→ **Problem details**: Copy the records that follow exactly as written, but not their pictures.

→ **Provided information**:
▶
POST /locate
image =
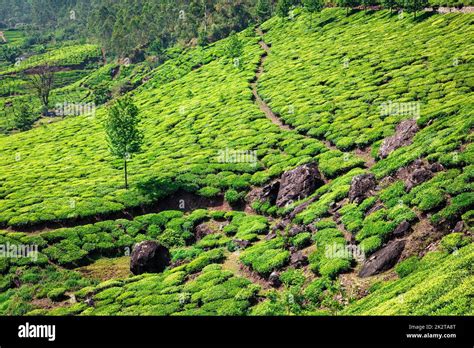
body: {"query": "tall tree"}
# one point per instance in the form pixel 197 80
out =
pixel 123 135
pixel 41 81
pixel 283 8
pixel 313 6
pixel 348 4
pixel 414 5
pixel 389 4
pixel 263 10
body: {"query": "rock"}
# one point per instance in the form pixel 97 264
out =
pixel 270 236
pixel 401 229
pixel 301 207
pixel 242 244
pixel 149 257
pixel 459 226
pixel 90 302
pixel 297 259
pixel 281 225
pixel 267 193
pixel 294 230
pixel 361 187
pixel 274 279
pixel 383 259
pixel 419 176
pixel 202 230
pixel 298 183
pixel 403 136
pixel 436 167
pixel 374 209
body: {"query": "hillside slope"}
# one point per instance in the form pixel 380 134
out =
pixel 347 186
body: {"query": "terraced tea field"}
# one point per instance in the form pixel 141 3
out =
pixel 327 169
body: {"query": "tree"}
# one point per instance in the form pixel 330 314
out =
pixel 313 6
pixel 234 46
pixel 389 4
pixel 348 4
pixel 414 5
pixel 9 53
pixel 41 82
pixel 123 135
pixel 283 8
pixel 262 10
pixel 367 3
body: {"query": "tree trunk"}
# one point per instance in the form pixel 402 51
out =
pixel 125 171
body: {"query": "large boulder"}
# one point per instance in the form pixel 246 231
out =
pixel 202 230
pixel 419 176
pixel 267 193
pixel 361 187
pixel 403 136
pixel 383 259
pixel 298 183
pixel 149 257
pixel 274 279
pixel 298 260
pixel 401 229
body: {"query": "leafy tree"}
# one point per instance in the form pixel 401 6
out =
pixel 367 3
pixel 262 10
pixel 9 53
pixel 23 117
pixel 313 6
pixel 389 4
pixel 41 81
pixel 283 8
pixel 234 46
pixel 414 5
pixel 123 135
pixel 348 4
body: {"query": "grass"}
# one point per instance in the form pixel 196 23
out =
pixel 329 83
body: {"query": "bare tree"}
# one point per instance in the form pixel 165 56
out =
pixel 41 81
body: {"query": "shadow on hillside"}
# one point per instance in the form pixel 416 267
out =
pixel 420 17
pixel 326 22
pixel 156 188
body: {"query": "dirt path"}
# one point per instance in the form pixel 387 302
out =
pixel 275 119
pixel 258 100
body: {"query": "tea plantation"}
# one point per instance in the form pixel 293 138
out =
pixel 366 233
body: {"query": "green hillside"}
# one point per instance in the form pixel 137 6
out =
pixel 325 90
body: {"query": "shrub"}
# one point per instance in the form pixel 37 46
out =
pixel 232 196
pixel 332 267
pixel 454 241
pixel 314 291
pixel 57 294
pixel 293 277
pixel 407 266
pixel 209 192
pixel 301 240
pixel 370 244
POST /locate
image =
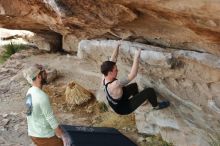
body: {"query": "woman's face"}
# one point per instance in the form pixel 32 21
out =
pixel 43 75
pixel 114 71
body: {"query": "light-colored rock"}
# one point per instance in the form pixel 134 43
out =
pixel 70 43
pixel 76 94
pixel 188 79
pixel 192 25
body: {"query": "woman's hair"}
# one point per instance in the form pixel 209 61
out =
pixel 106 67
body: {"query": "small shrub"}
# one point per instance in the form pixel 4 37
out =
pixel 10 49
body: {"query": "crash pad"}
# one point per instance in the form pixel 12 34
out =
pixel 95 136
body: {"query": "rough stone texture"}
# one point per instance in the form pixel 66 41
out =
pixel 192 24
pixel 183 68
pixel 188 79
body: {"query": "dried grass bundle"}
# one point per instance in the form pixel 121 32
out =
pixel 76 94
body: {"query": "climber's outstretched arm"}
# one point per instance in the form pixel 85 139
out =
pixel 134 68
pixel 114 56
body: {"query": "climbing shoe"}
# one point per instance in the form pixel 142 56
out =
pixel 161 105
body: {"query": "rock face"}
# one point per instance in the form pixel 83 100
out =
◀
→ **Solution to the problem**:
POST /locate
image =
body: {"query": "tall tree"}
# one point per instance in the form pixel 197 80
out =
pixel 123 135
pixel 41 81
pixel 283 8
pixel 313 6
pixel 348 4
pixel 414 5
pixel 389 4
pixel 263 10
body: {"query": "rock"}
# one point per instance in the form pixel 97 264
out =
pixel 270 236
pixel 401 229
pixel 301 207
pixel 242 244
pixel 149 257
pixel 459 226
pixel 90 302
pixel 297 259
pixel 281 225
pixel 267 193
pixel 294 230
pixel 361 187
pixel 274 279
pixel 383 259
pixel 419 176
pixel 202 230
pixel 298 183
pixel 403 136
pixel 436 167
pixel 374 209
body: {"query": "hillside slope"}
# one point per instance in the form pixel 380 134
out =
pixel 347 186
body: {"query": "terraced tea field"}
# one point per instance in the form pixel 141 3
out =
pixel 327 169
body: {"query": "tree"}
# one point per instance in the form pixel 330 314
out =
pixel 313 6
pixel 234 46
pixel 389 4
pixel 348 4
pixel 414 5
pixel 9 53
pixel 41 82
pixel 123 135
pixel 283 8
pixel 262 10
pixel 367 3
body: {"query": "tree trunk"}
# one point per instance in the form pixel 402 51
out =
pixel 125 171
body: {"query": "large boulder"}
# one point per instance in the form pixel 246 231
out =
pixel 202 230
pixel 419 176
pixel 267 193
pixel 361 187
pixel 403 136
pixel 383 259
pixel 298 183
pixel 149 257
pixel 274 279
pixel 298 260
pixel 401 229
body: {"query": "leafy tree"}
# one point per instance in the form pixel 401 6
out =
pixel 367 3
pixel 262 10
pixel 9 53
pixel 23 117
pixel 313 6
pixel 389 4
pixel 41 81
pixel 283 8
pixel 234 46
pixel 414 5
pixel 123 135
pixel 348 4
body: {"query": "grass"}
# one point per instance in the form pixel 196 23
out =
pixel 329 83
body: {"query": "bare tree"}
# one point per instance in the form pixel 165 56
out =
pixel 41 81
body: {"query": "shadow on hillside"}
# one point per instance in the form pixel 416 267
out =
pixel 420 17
pixel 326 22
pixel 156 188
body: {"query": "dirt path"}
# one point per instance in the form pixel 387 302
out =
pixel 275 119
pixel 258 100
body: {"query": "tea plantation"}
# one point per instance in the form pixel 293 138
out =
pixel 366 233
body: {"query": "green hillside"}
# one point per instance in the form pixel 137 6
out =
pixel 325 90
body: {"query": "shrub"}
# one point per instance in the form pixel 37 46
out =
pixel 232 196
pixel 332 267
pixel 454 241
pixel 314 291
pixel 57 294
pixel 293 277
pixel 407 266
pixel 209 192
pixel 301 240
pixel 370 244
POST /locate
image =
body: {"query": "woman's face"}
# one point per instance in the form pixel 32 21
out =
pixel 43 75
pixel 114 71
body: {"query": "light-colored rock"}
# one point per instance in the form pixel 134 43
out =
pixel 70 43
pixel 76 94
pixel 188 79
pixel 192 25
body: {"query": "woman's hair"}
# one point per instance in the form pixel 209 61
out =
pixel 106 67
body: {"query": "small shrub"}
# one point per instance in the form pixel 4 37
out =
pixel 10 49
body: {"query": "crash pad"}
# one point per instance in the form pixel 12 34
out =
pixel 95 136
body: {"query": "rough stone texture"}
# one point per instance in the form pixel 66 41
out =
pixel 192 24
pixel 183 68
pixel 188 79
body: {"query": "dried grass bundle"}
# one point per instance in the form pixel 121 32
out =
pixel 76 94
body: {"query": "climber's outstretched arm"}
# one point per instance in the form pixel 85 139
out =
pixel 134 68
pixel 114 56
body: {"query": "climbing shoe"}
# one point per instance in the form pixel 142 56
out =
pixel 161 105
body: {"query": "rock face"}
# one point per instance in the form pixel 83 100
out =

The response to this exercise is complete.